Copy out the lines of the material from the one containing "Draw the outline of every instance of the soldier's" through the one containing "M 197 28 L 198", inclusive, reproducing each character unchanged.

__Exercise inputs__:
────────────────────────────────────────

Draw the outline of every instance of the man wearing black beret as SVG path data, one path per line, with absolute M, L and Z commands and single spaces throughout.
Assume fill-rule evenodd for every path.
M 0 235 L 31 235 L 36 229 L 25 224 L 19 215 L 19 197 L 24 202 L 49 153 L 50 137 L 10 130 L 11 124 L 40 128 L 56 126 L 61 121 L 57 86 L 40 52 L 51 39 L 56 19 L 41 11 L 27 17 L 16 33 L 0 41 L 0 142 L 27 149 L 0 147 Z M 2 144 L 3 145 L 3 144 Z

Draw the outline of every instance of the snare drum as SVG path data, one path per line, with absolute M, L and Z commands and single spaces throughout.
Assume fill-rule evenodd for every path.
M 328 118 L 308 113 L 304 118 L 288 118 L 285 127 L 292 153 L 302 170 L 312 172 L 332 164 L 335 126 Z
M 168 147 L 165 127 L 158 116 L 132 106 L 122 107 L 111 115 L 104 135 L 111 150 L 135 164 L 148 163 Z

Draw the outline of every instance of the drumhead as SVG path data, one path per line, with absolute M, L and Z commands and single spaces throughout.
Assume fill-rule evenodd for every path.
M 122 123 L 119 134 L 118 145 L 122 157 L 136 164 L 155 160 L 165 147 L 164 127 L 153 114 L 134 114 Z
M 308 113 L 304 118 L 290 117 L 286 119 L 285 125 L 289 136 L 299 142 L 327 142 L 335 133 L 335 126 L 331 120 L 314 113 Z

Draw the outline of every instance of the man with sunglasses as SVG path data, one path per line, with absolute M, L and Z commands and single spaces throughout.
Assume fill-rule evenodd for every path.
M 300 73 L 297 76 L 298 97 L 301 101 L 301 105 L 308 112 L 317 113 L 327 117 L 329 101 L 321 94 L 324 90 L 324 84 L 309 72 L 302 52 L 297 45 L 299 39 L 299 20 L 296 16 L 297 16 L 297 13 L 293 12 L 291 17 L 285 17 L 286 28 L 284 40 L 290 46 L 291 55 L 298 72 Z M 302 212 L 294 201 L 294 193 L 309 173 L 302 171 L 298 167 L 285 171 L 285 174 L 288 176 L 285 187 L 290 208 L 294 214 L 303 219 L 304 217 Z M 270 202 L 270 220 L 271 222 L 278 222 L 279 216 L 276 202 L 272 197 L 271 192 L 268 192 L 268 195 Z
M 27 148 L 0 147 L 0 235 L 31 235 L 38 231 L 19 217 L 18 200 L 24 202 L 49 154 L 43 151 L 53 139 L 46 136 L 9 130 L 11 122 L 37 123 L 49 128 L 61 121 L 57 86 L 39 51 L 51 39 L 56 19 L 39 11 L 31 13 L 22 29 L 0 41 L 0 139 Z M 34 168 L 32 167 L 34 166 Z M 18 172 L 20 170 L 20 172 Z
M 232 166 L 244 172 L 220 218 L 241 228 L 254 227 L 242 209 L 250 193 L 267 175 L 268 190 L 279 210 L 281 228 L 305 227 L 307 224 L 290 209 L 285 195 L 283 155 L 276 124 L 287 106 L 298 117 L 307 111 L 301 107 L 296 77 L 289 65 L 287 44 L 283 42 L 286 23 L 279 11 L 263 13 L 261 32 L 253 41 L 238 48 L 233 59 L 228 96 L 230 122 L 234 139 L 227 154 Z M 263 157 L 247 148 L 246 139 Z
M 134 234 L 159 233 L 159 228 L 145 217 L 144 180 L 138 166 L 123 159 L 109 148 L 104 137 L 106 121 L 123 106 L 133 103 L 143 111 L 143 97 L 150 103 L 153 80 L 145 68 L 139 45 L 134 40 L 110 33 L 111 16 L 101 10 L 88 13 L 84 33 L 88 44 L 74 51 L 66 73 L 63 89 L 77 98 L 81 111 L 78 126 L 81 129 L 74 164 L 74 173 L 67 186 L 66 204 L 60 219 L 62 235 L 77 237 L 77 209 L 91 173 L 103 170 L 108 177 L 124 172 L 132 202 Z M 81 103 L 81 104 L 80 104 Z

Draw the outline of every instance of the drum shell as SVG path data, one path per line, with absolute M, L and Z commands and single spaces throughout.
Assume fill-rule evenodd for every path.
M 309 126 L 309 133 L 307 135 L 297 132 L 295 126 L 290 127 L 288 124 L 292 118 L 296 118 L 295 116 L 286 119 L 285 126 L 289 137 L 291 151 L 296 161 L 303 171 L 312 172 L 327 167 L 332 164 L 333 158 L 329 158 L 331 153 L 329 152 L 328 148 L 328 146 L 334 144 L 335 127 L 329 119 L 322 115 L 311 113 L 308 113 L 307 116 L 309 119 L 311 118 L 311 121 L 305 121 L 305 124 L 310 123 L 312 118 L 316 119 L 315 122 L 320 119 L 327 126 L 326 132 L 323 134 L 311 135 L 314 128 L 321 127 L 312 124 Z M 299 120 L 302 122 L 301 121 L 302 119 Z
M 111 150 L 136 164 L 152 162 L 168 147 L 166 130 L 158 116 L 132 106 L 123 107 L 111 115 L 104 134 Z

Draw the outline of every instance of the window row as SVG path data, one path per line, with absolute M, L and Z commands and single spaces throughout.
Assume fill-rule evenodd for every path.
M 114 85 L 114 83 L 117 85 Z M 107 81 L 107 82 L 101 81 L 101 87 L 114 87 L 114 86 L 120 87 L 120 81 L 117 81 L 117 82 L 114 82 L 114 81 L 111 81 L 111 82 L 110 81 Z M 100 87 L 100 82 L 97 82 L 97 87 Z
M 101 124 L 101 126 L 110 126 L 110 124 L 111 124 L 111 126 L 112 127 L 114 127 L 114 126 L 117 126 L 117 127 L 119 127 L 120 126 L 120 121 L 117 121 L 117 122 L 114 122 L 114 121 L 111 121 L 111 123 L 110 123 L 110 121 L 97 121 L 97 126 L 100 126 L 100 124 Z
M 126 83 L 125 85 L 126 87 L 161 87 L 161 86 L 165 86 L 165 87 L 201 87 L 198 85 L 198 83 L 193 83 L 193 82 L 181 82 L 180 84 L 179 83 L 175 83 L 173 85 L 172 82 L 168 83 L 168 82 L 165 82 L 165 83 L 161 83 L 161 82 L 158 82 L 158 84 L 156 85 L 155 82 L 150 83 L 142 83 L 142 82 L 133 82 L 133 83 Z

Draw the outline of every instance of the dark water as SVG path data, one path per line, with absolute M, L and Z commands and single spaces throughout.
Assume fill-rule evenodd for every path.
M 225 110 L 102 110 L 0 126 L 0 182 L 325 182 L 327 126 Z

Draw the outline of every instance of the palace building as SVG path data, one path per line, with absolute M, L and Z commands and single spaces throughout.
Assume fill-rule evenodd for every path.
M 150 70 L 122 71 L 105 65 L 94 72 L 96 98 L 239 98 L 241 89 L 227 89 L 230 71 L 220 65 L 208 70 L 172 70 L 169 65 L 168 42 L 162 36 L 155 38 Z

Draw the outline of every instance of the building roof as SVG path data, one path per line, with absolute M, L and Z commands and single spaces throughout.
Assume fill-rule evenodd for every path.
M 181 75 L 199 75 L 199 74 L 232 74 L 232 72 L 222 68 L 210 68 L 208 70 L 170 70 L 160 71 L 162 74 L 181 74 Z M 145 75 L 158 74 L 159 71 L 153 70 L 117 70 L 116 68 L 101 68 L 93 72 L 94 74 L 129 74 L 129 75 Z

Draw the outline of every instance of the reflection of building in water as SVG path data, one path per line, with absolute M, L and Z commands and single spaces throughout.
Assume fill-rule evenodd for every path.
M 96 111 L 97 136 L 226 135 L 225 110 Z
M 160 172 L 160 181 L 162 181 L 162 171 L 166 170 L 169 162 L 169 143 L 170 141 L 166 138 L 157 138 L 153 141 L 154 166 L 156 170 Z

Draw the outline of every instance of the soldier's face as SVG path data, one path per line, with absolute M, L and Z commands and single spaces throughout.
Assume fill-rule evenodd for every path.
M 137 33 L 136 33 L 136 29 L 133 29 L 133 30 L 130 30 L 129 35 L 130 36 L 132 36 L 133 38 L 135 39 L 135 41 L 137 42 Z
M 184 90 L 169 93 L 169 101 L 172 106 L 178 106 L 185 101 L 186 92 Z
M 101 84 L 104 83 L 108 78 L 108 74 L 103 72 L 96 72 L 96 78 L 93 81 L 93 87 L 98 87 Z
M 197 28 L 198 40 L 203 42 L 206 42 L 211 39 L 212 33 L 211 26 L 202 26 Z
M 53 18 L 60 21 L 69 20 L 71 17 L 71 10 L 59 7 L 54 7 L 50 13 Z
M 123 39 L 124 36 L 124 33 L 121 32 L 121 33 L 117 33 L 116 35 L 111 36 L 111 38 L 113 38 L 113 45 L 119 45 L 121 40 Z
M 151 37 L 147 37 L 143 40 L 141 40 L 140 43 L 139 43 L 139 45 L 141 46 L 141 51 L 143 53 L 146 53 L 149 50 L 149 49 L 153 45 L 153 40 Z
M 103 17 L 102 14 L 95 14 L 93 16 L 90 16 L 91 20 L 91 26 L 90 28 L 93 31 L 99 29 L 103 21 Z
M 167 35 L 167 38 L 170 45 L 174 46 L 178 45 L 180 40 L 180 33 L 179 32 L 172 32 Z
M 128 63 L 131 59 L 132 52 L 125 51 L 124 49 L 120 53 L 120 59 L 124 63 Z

────────────────────────────────────────

__Exercise response__:
Draw the outline of every instance of the soldier's face as SVG path data, one path per line, with absolute M, L and Z commands and single spaces throughout.
Assume fill-rule evenodd for every path.
M 137 33 L 136 33 L 136 29 L 133 29 L 133 30 L 130 30 L 129 35 L 130 36 L 132 36 L 133 38 L 135 39 L 135 41 L 137 42 Z
M 184 90 L 169 93 L 169 101 L 172 106 L 178 106 L 185 101 L 186 92 Z
M 101 84 L 104 83 L 108 78 L 108 74 L 103 72 L 96 72 L 96 78 L 93 81 L 93 87 L 98 87 Z
M 197 28 L 198 40 L 203 42 L 206 42 L 211 39 L 212 33 L 211 26 L 202 26 Z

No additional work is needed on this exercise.